> [What you will do] Repeat the listing below in full, keeping each word as given.

> [Data supplied]
== Segment start ==

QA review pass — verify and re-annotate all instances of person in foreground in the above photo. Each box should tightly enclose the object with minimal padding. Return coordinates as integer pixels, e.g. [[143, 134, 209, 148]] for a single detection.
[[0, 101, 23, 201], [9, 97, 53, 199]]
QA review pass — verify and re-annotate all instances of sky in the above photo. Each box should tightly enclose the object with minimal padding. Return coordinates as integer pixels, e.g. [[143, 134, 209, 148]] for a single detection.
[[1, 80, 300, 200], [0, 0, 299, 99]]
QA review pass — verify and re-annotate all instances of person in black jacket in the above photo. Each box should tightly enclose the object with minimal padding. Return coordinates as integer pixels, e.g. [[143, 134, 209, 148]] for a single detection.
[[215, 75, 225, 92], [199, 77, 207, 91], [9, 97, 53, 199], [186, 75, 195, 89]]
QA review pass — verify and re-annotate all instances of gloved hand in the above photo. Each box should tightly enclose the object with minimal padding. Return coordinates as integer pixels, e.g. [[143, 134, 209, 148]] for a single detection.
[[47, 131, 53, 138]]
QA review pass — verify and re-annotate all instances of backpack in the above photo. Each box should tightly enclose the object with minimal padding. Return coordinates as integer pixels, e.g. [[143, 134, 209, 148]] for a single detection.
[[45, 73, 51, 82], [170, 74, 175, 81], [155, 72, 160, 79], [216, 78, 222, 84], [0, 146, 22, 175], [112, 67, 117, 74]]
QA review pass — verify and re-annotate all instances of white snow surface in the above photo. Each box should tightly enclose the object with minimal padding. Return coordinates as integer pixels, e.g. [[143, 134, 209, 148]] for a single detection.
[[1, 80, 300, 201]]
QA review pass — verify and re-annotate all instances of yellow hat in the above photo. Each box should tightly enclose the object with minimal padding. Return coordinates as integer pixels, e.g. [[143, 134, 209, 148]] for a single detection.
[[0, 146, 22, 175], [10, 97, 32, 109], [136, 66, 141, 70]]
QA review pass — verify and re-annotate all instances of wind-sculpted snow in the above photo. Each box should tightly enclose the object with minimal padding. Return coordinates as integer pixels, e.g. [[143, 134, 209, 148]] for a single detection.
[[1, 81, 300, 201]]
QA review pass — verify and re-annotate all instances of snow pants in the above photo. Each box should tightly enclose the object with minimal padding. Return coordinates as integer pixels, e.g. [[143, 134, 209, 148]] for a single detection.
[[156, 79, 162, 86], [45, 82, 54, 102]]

== Segment end ==

> [Answer box]
QA review pass — verify and re-annotate all instances of person in foreground in the above photo. Each box should tightly enclose the object with minimal padding. Return coordinates as integer pixels, e.g. [[143, 134, 209, 148]] for a single detection.
[[0, 101, 23, 201], [9, 97, 53, 199]]
QA review pass — verify and re-annotate all instances of sky in the above photo. Each box should tightly enclose the object with minimal padding. Return coordinates as integer pixels, e.g. [[143, 134, 209, 148]] for a single detection.
[[1, 80, 300, 200], [0, 0, 299, 99]]
QA review pass — verify and re-annotate all instances of person in black jacket in the above photo. Each box should tightly enclose the object with minimal padding. Return coordinates as integer pixels, e.g. [[143, 134, 209, 148]] for a single detection.
[[215, 75, 225, 92], [199, 77, 207, 91], [9, 97, 53, 199], [186, 75, 195, 89]]
QA review pass — verify and re-annotate all instances of gloved hand in the above photo. Each box should tightly enclose the object with minimal padding. Return coordinates as integer pixels, e.g. [[143, 134, 209, 148]] for a single detection.
[[47, 131, 53, 138]]
QA review pass — verify and re-annotate all instances of backpack in the above photo. Each box should tightly enclose the object with minimal padding. Return coordinates as integer pixels, e.g. [[143, 134, 209, 148]] for a single detection.
[[45, 73, 51, 82], [170, 74, 175, 81], [155, 72, 160, 79], [216, 78, 222, 84], [0, 146, 22, 175], [112, 67, 117, 74]]
QA review pass — verify and re-annotate all instances of white snow surface in the above photo. Each box should tightly enclose the object with minimal padding. Return coordinates as integer pixels, e.g. [[143, 134, 209, 148]] for a single detection.
[[1, 80, 300, 201]]
QA review pass — verify and re-annotate all instances of yellow hat in the above photo. Each box should tightly enclose the object with minimal padding. Return coordinates as integer pixels, e.g. [[143, 134, 209, 148]] for a single detection.
[[0, 146, 22, 175], [10, 97, 32, 109], [136, 66, 141, 70]]
QA review pass — verify and re-annotate all instances of wind-sculpted snow in the above photo. Each box should tightly enclose the object with minimal padding. Return coordinates as integer pixels, e.g. [[143, 134, 209, 148]] for a single detection.
[[1, 81, 300, 201]]
QA review pass — verify and re-annotate all instances of snow pants in the above photo. Each box should tightly enclose the object with minimal padding. Return coordinates as integer pixels, e.g. [[143, 134, 209, 148]] for a single detection.
[[156, 79, 162, 86], [45, 82, 54, 102]]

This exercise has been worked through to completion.